* _OBJECTIF ÉNONCÉ 1_: Traduisez en anglais cette phrase du texte sur la tolérance : « On se perd en conjectures sur la tolérance dès qu’on tente de savoir si elle doit avoir une limite ou pas et comment en établir la légitimité. »
* _OBJECTIF ÉNONCÉ 2_: Reprenez, s'il vous plaît, le texte sur la tolérance après sa dernière phrase et poursuivez-le.

*** EXTRAIT À LIRE

Monday, July 05, 2010

Citation du 6 juillet 2010

La tolérance est un moment provisoire. Elle permet à ceux qui ne s'aiment pas de se supporter mutuellement, en attendant de pouvoir s'aimer.

Vladimir Jankélévitch

On se perd en conjectures sur la tolérance dès qu’on tente de savoir si elle doit avoir une limite ou pas et comment en établir la légitimité.

Mais il y a un autre sujet de perplexité : doit-elle être provisoire ou définitive ?

- Définitive, elle l’est pour Voltaire, qui écrit : « Tolérance - Pardonnons-nous réciproquement nos sottises» (1), car quand on pardonne, c’est définitif.

- Provisoire selon Janké, parce qu’elle ne suffit pas et qu’elle n’est qu’un préalable à l’amour.

******
*** INFORMATIONS EXTRAITES

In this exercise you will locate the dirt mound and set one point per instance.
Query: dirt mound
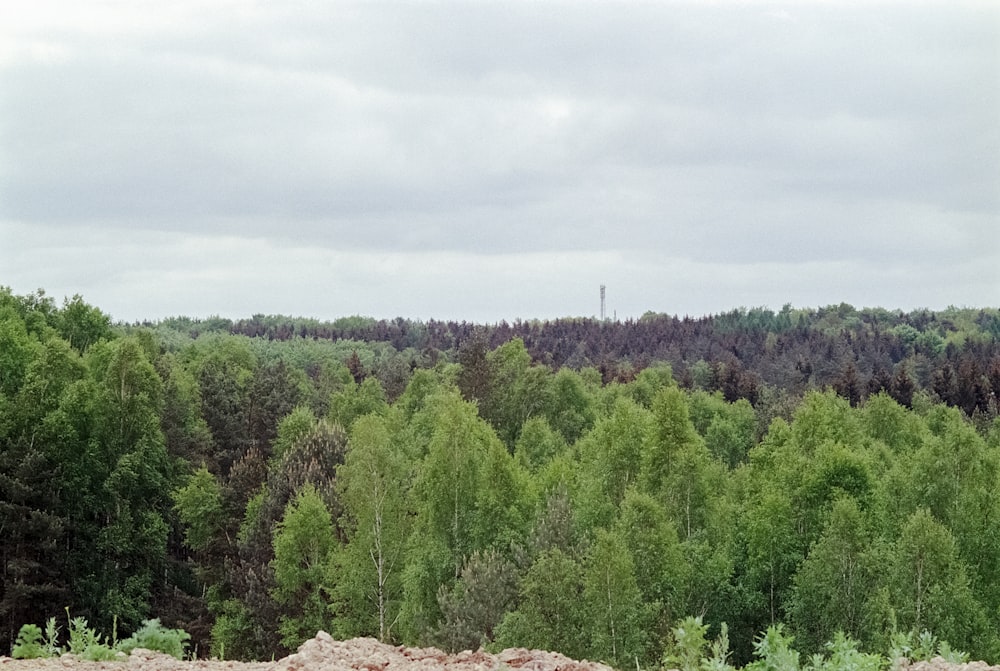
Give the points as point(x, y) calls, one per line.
point(324, 653)
point(366, 654)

******

* _RÉSULTAT 1_: One gets lost in conjecture about tolerance as soon as one tries to determine whether or not it should have a limit, and how to establish its legitimacy.

* _RÉSULTAT 2_:
Autrement dit, la tolérance est une façon de rendre possible l’approfondissement des sentiments par la meilleure connaissance des gens. L’idée suggérée est que plus on connaît les gens et plus on les aime – et que pour ça, la tolérance est indispensable.

Il y a un certain intérêt à considérer la tolérance comme ça : ça permet de comprendre pourquoi on nous dit qu’il ne faut pas être hostile aux étrangers, et que si on se donne le temps de les connaître nous verrons s’évanouir ce rejet qui tient à la peur de la différence. Si au lieu de les rejeter nous acceptions avec tolérance leurs comportements, nous verrions qu’ils ne sont pas si différents de nous et alors nous pourrions les aimer.

La tolérance serait donc justifiée paradoxalement par le fait qu’elle serait provisoire, dans la mesure où elle doit déboucher sur une attitude plus positive et plus définitive.

Oui, mais : si au lieu de nous conduire à les aimer, la meilleure connaissance de nos semblables nous conduisait à les haïr ? Si les vieux – ceux qui sont misanthropes – étaient simplement venus à l’intolérance par l’observation assidue du comportement de leurs contemporains ? (2)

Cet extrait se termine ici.